Aim of the task:
Copy each line exactly.

Entries from a point annotation set
------------------------------
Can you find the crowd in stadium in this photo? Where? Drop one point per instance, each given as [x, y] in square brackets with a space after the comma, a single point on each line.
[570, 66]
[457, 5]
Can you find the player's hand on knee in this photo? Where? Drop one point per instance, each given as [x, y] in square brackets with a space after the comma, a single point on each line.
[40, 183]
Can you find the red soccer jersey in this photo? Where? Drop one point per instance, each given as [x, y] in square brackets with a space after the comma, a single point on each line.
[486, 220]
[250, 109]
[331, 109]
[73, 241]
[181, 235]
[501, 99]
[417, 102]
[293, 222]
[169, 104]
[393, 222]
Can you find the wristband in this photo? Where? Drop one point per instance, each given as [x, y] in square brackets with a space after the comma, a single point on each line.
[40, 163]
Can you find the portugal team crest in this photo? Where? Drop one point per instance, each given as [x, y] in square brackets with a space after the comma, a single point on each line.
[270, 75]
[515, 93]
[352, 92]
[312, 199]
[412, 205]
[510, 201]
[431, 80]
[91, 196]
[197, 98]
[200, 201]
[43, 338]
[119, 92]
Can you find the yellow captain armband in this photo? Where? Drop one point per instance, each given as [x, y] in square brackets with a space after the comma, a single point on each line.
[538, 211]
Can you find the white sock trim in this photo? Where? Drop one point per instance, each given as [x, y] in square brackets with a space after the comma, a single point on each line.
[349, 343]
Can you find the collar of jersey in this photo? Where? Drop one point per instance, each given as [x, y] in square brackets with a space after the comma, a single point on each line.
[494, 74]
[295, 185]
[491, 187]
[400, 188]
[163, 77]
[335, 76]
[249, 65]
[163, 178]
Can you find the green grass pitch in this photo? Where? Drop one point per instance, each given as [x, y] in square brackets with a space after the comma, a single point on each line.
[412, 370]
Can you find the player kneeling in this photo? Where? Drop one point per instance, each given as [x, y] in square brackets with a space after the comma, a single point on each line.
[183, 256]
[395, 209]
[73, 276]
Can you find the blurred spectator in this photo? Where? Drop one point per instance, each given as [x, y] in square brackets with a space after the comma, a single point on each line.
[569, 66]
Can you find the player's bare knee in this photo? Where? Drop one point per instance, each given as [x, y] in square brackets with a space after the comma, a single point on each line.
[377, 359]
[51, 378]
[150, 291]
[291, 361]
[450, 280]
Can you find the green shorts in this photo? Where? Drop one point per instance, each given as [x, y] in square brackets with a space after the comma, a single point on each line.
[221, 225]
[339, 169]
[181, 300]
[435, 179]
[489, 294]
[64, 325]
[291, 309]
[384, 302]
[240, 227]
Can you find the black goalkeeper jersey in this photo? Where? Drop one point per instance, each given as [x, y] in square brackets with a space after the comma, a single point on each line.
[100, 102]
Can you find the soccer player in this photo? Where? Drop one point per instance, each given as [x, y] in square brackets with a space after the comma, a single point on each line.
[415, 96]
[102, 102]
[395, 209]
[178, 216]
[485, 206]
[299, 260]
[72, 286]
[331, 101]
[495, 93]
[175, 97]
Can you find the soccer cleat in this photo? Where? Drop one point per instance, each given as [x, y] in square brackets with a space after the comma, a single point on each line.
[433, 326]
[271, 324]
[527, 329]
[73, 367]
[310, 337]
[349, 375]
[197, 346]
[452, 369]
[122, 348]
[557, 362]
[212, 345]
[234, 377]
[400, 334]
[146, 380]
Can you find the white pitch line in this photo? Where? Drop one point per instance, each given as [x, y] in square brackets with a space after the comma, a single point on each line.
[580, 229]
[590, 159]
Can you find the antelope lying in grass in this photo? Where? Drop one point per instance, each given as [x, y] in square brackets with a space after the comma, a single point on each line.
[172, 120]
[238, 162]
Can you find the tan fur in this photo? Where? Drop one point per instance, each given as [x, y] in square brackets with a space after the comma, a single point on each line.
------------------------------
Result of this exercise:
Can you find the crowd in stadium in this photo? Where? Drop one point per instance, each given as [x, y] in square brackets with a space after the comma, a single point on each line.
[570, 66]
[457, 5]
Can you find the player's hand on knee in this photo? Where? Drop one point per instance, each given as [x, y] in square brackets with a space after the comma, a single point on each line.
[40, 183]
Can you find the red soccer jersey in this photo? Where? Drop one point per instance, each given as [x, y] in square brackets with a space after the comma, a single point on each line.
[486, 220]
[250, 109]
[331, 109]
[73, 241]
[181, 235]
[501, 99]
[417, 102]
[293, 222]
[169, 104]
[393, 222]
Can you find the wristband in this photo? Where? Drop one point per instance, each given as [x, y] in square brackets with a space after the comma, a single point on each line.
[40, 163]
Can you find the portugal team crest in this photo? Where? Drop one point per instance, each given as [x, y] in square brackets with a space after the comma, a single point on each line.
[270, 75]
[515, 93]
[352, 92]
[312, 199]
[412, 205]
[510, 201]
[431, 80]
[91, 196]
[197, 98]
[200, 201]
[43, 338]
[119, 92]
Can you find the yellow captain armband in this photo? Where? Drop one point per instance, each given as [x, y] in square brackets with a space after the comma, a single point on each line.
[538, 211]
Can you find the white sock trim in this photo? Where? Drop one point per instance, each given as [x, y] in square brackets with a space after the comma, a single point on each line.
[349, 343]
Can you find the collar of jersey in this photo? Where? Drop one point per instance, each given as [x, y] in square brackets with a space after the comma, a single point on each line.
[494, 74]
[295, 185]
[491, 187]
[400, 188]
[163, 77]
[335, 76]
[249, 65]
[163, 178]
Can you find the green grass pitch in this photo? Where? Drop one point per instance, each given as [x, y] in square brackets with a space after the comma, a single point on each line.
[412, 370]
Can you find the player kneeling in this photo? Where? Drop one point per instance, each given as [x, y] in square brackets with a space after the comma, a single point on each line.
[183, 256]
[395, 209]
[73, 276]
Can you find the blurred spectator in this photo? Where? Drop one point per instance, each given as [x, y] in square brackets with a space after the comma, a single point on each line.
[569, 66]
Can you find the player's bare knee in this photo? Where? Drop one point per instance, each given as [x, y] in square brackets with a space after the comma, a single point on each line.
[377, 359]
[51, 378]
[150, 291]
[291, 361]
[450, 280]
Can you find the green shorts in this photo? Where? Drop one point per instance, each given as [x, y] in square brackets with a space after the comma, a single point on each line.
[221, 225]
[339, 169]
[181, 300]
[435, 179]
[489, 294]
[64, 325]
[291, 309]
[384, 302]
[240, 227]
Can you find the black goalkeeper jersey in this photo? Where? Drop one point per instance, each given as [x, y] in square brackets with a space after the comma, a single point on each line.
[100, 102]
Can you find the soccer player in this photo? Where? Drop one point per instance, each given as [x, y] in square brackets with a space after the comma, a single point on each line.
[415, 96]
[102, 102]
[395, 209]
[178, 216]
[485, 206]
[299, 260]
[72, 286]
[331, 101]
[495, 93]
[175, 97]
Can you find the soccer cleat in this photo? Where? Drop one point per instance, each given as [x, y] in square brackets with a space after the comma, a single point on each line.
[433, 326]
[271, 324]
[527, 329]
[73, 367]
[310, 337]
[349, 375]
[197, 346]
[452, 369]
[122, 348]
[557, 362]
[212, 345]
[234, 377]
[400, 334]
[146, 380]
Can you find the white pitch line in this photo? Where? Drop one point per instance, each given as [x, y] in square brackets with a space after the comma, a single point on each line.
[580, 229]
[590, 159]
Can you find the antelope lying in grass in this photo? Where? Drop one point per instance, each given as [x, y] in square brackets with a space after the comma, a single point on each line.
[172, 120]
[238, 162]
Can you find the tan fur in this photo? Where? Drop one point per instance, each given as [x, y] in square brackets with a space after the comma, a single point on each line.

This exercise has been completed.